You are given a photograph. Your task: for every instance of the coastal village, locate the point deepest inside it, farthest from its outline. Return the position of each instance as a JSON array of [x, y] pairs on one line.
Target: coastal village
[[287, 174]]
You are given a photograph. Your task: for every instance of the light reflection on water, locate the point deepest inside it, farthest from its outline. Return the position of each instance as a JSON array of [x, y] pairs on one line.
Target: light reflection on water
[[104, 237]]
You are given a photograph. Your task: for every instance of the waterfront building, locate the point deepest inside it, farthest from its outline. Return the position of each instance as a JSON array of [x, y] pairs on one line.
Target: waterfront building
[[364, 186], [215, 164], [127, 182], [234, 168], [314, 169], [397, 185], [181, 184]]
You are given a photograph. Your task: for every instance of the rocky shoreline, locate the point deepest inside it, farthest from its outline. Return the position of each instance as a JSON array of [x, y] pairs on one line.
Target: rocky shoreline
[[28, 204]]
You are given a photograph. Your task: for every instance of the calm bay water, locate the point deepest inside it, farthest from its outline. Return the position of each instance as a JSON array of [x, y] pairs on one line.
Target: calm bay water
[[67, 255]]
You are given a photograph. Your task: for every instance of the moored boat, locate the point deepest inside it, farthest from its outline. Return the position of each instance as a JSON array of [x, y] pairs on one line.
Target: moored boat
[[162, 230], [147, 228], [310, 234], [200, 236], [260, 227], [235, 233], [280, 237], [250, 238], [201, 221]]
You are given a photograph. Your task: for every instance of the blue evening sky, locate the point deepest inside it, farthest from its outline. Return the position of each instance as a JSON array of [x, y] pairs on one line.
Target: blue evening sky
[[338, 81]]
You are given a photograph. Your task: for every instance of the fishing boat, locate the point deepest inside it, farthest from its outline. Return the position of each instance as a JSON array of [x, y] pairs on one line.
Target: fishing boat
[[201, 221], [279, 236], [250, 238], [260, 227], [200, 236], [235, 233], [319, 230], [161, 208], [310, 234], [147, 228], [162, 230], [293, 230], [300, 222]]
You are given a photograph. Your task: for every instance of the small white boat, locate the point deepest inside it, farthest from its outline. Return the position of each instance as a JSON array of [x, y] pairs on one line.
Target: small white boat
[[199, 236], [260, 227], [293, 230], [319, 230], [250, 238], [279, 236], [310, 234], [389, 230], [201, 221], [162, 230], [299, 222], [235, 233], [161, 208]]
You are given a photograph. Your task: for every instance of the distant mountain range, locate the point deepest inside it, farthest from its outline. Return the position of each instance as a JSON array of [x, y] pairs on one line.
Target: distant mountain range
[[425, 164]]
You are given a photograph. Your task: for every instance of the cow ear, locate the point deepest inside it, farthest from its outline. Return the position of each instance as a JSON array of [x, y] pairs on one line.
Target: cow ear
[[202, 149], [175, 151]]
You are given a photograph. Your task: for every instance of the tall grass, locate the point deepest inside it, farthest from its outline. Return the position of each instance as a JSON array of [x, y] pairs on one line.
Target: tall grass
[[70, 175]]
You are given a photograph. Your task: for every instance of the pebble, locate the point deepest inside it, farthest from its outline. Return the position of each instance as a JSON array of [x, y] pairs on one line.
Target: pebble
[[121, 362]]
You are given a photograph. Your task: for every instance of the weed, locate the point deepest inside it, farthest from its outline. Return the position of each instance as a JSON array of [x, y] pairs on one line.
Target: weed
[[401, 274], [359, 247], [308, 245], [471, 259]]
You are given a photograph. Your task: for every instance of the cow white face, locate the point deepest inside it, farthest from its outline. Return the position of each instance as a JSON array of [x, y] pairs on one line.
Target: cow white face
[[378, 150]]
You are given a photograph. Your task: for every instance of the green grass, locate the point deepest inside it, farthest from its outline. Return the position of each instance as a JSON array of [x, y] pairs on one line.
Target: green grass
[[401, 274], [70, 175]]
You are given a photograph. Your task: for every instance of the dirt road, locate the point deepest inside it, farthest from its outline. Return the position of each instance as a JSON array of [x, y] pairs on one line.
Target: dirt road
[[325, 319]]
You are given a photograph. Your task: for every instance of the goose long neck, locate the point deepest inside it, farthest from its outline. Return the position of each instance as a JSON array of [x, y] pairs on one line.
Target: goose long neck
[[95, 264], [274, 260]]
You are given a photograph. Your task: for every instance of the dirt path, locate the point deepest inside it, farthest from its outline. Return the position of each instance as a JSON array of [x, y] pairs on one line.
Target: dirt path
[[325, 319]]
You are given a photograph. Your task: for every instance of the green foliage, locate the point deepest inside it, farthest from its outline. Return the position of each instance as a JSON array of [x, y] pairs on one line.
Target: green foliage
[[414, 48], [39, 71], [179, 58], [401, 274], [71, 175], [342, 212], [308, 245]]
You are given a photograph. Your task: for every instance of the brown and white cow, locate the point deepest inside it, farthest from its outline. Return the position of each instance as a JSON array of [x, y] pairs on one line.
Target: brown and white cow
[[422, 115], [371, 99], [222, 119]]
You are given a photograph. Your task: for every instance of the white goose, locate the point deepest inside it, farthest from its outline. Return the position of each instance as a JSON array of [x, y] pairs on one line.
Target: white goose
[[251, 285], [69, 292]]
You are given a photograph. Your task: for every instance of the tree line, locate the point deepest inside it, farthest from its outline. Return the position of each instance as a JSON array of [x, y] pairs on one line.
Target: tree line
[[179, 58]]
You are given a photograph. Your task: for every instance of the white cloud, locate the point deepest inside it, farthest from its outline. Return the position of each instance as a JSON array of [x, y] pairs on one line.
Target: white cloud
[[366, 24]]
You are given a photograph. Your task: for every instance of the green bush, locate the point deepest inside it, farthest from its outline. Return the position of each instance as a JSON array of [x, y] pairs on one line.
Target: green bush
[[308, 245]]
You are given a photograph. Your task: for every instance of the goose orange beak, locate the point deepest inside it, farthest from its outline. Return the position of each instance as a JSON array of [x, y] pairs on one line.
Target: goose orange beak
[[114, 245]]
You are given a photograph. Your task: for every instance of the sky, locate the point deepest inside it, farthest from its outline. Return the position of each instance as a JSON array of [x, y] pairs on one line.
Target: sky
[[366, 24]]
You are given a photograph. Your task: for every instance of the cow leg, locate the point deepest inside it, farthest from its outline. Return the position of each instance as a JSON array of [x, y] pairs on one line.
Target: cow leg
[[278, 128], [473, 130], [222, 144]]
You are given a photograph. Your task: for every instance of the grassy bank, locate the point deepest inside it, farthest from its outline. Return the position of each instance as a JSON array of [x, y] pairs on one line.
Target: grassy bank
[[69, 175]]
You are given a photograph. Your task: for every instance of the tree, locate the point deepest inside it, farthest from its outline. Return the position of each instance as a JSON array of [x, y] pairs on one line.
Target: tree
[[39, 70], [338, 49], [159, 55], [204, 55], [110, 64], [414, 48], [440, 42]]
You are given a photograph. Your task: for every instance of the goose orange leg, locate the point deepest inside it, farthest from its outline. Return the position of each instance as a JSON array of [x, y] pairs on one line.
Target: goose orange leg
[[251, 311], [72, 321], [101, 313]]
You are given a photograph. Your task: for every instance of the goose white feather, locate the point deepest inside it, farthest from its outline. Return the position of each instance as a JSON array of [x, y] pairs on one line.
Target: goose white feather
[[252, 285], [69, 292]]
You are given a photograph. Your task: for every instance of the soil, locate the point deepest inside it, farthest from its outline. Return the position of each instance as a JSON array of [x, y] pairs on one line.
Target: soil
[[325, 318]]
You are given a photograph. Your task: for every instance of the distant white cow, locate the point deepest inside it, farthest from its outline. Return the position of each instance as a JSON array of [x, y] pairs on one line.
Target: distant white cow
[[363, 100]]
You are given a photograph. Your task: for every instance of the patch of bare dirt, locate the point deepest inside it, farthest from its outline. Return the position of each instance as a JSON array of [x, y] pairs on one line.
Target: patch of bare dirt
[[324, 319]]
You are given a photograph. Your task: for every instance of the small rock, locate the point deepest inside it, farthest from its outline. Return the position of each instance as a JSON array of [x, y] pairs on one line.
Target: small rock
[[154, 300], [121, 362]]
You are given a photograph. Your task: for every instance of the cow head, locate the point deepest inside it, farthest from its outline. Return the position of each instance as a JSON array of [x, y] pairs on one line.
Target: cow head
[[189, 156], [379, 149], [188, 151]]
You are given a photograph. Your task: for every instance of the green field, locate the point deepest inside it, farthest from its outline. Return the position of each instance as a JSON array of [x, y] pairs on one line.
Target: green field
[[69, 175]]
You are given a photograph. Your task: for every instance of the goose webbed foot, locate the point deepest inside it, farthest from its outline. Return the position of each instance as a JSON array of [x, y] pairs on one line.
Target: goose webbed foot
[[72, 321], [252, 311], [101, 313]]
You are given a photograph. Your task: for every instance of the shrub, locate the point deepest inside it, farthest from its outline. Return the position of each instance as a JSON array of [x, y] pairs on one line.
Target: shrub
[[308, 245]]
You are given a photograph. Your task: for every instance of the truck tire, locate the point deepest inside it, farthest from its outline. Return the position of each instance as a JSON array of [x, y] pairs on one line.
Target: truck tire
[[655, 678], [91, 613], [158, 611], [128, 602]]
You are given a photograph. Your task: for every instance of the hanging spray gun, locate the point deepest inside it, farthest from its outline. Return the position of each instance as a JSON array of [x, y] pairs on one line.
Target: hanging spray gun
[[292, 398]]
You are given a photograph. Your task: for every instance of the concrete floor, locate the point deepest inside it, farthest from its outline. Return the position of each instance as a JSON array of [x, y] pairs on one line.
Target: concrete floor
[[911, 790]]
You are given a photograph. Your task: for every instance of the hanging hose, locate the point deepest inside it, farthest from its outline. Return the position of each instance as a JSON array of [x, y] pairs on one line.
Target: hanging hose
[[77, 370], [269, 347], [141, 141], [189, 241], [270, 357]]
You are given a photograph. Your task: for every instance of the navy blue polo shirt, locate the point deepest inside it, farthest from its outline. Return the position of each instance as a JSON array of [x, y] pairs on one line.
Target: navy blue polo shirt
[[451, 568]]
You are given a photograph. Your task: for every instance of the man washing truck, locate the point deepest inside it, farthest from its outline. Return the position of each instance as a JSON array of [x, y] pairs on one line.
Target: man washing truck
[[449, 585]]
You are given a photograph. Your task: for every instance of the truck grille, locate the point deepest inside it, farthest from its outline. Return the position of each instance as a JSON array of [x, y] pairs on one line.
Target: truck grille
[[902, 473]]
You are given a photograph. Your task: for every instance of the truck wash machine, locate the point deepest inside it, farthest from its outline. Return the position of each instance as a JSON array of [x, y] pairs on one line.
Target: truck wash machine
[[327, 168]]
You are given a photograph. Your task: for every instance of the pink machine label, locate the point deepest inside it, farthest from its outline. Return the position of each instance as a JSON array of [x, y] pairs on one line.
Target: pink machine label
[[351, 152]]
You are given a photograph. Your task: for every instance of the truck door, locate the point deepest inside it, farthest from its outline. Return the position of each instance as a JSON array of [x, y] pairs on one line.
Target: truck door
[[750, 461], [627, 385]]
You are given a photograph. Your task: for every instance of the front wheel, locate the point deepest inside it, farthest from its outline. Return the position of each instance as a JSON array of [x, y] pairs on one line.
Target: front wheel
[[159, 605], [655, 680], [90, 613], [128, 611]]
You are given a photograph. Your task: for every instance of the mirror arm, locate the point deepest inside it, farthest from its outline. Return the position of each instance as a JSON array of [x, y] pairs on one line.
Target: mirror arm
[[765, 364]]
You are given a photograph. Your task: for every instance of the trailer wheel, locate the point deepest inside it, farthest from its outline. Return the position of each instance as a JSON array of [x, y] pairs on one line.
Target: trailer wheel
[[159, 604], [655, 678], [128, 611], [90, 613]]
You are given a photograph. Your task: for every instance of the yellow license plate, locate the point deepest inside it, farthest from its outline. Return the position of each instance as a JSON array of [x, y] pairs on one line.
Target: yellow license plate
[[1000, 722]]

§

§ **WHAT IS ASKED**:
Copy out the lines of the records above, starting at the line that contains "green grass, locate" and continuing down through the line that contains "[[401, 274], [70, 175]]". Include both of those lines.

§ **RESULT OF THE EXERCISE**:
You are given a photograph. Your task: for every instance of the green grass, locate the point deepest inside it, farthest from its outline. Return the position of each instance as a JSON array of [x, y] pairs on one line.
Target: green grass
[[401, 274], [70, 175]]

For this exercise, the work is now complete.